ACTIVITY:
Provide a character-exact reproduction of the lines from the line with "Find the woman in dark" to the end of the entries.

DATA TO USE:

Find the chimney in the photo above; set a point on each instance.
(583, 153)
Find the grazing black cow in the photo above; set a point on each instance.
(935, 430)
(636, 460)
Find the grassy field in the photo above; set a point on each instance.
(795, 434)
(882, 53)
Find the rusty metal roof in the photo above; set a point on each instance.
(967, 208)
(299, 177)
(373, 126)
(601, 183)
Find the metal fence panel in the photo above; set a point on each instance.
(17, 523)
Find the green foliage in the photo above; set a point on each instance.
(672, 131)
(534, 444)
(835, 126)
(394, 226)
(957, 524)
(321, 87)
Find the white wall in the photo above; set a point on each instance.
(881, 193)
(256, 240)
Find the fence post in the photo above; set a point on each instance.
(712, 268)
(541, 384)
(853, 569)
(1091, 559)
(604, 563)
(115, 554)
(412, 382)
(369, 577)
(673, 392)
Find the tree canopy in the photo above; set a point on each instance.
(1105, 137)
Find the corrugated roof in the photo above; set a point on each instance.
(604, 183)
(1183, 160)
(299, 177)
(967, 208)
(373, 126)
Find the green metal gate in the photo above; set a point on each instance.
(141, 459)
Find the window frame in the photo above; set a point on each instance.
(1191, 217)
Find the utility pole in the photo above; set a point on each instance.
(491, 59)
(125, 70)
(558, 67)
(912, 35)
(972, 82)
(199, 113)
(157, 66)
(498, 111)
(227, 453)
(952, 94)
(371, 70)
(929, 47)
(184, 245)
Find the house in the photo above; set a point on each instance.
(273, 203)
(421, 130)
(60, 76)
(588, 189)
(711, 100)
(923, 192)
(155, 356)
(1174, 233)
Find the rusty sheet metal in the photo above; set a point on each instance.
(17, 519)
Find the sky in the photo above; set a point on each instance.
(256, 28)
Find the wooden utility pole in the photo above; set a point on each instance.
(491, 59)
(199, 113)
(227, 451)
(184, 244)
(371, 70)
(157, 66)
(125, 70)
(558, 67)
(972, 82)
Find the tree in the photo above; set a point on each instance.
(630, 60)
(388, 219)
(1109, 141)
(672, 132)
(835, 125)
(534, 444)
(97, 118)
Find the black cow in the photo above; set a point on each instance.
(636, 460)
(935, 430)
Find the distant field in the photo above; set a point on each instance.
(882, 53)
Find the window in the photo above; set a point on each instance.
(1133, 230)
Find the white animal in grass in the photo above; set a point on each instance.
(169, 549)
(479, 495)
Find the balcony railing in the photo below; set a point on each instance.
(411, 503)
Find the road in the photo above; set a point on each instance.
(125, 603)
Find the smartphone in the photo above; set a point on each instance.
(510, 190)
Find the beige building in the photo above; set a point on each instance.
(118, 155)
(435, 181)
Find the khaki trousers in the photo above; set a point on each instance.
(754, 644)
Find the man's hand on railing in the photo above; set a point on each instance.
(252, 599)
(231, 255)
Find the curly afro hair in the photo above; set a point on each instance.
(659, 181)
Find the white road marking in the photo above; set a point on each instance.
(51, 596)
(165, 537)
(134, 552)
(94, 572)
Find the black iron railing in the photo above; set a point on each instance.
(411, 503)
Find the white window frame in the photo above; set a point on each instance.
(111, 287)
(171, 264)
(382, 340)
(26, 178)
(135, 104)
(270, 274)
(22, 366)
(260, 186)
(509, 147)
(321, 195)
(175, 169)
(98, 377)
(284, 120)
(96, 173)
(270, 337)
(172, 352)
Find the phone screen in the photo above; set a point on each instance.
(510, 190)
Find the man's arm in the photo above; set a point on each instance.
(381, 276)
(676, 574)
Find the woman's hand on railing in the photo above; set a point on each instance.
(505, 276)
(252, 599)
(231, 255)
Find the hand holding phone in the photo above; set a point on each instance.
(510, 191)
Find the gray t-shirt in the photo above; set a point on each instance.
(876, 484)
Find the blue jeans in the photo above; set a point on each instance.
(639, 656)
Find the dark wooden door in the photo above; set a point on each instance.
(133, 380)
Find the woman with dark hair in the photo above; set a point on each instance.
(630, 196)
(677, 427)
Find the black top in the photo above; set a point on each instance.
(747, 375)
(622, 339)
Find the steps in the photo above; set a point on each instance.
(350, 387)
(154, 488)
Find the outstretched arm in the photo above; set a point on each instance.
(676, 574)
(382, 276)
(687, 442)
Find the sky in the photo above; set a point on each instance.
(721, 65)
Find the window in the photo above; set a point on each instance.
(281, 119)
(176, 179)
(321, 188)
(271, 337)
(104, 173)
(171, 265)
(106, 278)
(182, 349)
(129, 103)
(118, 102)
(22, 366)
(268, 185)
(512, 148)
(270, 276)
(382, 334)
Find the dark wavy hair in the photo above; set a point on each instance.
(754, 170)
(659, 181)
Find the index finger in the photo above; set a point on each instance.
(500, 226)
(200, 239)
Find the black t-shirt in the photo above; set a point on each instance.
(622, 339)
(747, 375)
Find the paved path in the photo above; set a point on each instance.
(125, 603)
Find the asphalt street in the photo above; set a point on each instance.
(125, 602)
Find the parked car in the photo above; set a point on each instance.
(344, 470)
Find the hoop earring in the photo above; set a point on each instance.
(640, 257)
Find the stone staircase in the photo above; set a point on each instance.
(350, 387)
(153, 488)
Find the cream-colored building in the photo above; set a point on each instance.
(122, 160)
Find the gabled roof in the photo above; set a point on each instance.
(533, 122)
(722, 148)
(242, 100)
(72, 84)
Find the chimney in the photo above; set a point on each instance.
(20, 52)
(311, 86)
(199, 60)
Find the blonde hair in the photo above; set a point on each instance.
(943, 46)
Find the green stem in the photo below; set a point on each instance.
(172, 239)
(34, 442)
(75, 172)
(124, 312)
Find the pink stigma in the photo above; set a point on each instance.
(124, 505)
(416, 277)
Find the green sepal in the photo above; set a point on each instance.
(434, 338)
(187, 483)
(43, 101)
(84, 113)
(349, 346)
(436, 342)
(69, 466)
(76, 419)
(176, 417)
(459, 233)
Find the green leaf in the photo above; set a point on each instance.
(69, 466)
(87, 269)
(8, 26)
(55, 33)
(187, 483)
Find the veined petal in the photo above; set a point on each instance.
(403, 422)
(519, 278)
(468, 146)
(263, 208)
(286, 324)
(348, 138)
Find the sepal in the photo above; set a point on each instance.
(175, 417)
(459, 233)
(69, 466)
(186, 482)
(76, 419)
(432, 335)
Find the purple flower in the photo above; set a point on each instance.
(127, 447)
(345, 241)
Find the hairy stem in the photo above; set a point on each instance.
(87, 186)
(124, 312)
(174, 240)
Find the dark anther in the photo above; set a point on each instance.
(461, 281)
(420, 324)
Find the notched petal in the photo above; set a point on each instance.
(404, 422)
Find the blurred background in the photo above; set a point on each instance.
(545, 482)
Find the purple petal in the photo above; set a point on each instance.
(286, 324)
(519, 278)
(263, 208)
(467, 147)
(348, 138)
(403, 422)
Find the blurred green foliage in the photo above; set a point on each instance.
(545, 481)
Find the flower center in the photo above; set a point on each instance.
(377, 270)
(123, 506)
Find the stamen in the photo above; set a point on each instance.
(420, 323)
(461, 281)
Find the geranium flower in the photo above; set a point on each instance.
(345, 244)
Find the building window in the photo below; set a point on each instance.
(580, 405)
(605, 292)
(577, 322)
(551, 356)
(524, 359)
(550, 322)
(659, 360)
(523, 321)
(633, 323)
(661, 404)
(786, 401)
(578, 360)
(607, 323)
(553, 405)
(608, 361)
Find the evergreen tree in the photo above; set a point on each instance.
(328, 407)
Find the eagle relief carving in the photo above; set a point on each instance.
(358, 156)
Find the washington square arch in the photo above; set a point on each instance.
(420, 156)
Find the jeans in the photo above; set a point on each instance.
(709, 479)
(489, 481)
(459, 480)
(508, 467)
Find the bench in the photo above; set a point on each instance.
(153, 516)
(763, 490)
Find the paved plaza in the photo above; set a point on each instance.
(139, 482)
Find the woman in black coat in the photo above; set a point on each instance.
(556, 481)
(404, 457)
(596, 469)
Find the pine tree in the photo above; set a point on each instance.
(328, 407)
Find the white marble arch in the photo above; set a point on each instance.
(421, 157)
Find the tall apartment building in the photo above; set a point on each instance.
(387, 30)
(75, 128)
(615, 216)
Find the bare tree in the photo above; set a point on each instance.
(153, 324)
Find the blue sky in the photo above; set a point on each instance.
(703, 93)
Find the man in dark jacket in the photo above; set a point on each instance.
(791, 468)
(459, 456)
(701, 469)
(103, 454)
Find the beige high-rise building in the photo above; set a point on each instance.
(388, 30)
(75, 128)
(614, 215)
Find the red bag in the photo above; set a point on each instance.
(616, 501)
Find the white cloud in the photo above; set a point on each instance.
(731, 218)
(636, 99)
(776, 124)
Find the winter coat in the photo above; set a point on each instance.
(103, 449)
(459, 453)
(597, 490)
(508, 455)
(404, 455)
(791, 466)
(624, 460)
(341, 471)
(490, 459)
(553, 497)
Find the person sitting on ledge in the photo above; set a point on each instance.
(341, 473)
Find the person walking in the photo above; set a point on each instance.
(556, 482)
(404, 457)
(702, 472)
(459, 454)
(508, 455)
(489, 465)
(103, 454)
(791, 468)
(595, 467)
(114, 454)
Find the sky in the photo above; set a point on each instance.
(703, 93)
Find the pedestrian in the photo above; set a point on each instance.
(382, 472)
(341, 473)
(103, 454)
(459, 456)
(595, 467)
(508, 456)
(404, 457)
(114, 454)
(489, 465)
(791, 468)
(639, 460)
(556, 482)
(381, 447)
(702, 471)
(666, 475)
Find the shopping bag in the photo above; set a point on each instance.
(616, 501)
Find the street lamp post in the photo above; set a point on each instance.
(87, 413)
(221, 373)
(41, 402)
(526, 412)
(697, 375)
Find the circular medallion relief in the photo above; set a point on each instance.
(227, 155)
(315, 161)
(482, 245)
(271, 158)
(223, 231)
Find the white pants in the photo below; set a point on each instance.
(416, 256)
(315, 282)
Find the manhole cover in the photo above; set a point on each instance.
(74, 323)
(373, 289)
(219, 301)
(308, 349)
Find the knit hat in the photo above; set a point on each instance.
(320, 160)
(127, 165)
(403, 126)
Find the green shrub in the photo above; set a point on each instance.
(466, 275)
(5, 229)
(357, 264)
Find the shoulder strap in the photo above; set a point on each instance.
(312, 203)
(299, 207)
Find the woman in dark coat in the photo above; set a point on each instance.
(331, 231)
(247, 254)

SOLUTION TO THIS TASK:
Find the woman in dark coat in the photo above; set a point on each instance.
(331, 231)
(247, 254)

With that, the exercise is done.